Qual è, allora, la traiettoria più adeguata? E’ necessario rinunciare all’integrazione, 
per ottenere maggiori risultati? Bisogna relegare i bambini autistici in istituti 
 8
specializzati, o si può sperare di far coincidere le esigenze dei normo-dotati con quelle 
dei “diversamente abili”? 
Sintetizzando, credo che siano queste le domande a cui si debba trovare una risposta. 
Riuscire a conciliare il momento didattico e quello sociale è ciò che permetterà di 
ottenere maggiori risultati, nel rispetto dell’individualità e della collettività. 
Ciò che maggiormente mi ha colpito, in questi mesi trascorsi all’interno dell’ambito 
scolastico, è la difficoltà con cui le famiglie degli alunni hanno accettato la presenza di 
un bambino “particolare”: l’ansia nasceva dall’impossibilità di controllare attivamente e 
personalmente la situazione, con la credenza che i figli fossero sottoposti ad un 
costante stato di tensione dovuta proprio alla presenza di quel compagno. Troppo 
impegnati a discutere di cose che loro stessi erano consapevoli di non conoscere, non 
si rendevano conto che i loro figli avevano sviluppato da subito un profondo 
attaccamento, ed un intenso senso di protezione, nei confronti di quel bambino da loro 
tanto temuto.

◇ ◇ ◇ ◇ ◇ ◇ ◇

Da svolgere:
Ricopia senza modifiche il passo del testo sull'integrazione scolastica dei bambini autistici che comincia con "Riuscire a conciliare" e prosegue fino a "e della collettività.".

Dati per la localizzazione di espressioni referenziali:

◇ ◇ ◇ ◇ ◇ ◇ ◇

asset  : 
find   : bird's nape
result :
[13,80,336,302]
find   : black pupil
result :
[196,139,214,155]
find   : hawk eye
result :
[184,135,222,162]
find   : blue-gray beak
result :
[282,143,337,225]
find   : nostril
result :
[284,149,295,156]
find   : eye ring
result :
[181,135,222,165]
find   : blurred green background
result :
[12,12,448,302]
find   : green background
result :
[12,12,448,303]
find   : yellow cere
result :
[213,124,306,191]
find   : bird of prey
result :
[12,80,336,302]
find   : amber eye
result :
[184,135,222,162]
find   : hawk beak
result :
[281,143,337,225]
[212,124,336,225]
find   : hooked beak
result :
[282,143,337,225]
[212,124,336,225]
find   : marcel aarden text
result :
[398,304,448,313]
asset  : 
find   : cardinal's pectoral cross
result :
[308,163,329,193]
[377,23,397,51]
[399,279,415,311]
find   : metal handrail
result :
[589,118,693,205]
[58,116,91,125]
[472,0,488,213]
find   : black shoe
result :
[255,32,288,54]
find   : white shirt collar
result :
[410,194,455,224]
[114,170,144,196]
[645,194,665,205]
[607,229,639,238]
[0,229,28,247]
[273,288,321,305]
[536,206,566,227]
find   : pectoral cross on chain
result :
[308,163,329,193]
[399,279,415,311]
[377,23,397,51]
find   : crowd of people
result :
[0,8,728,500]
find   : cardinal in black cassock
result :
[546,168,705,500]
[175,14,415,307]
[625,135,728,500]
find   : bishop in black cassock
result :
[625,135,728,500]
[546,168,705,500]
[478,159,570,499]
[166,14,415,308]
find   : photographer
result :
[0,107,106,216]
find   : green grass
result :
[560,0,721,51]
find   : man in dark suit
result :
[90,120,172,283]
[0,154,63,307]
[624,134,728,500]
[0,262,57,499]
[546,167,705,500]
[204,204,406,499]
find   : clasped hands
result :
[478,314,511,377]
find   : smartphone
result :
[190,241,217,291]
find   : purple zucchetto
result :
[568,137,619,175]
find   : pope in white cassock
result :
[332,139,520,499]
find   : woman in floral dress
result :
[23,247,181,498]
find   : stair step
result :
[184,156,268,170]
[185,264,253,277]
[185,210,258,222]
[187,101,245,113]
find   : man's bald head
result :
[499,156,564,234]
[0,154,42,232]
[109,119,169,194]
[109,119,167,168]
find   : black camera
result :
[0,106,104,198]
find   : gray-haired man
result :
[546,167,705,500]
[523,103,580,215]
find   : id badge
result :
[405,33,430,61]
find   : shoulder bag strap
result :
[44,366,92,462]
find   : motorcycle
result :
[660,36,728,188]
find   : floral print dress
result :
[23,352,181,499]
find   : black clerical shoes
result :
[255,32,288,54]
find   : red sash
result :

◇ ◇ ◇ ◇ ◇ ◇ ◇

Soluzione:
Riuscire a conciliare il momento didattico e quello sociale è ciò che permetterà di 
ottenere maggiori risultati, nel rispetto dell’individualità e della collettività.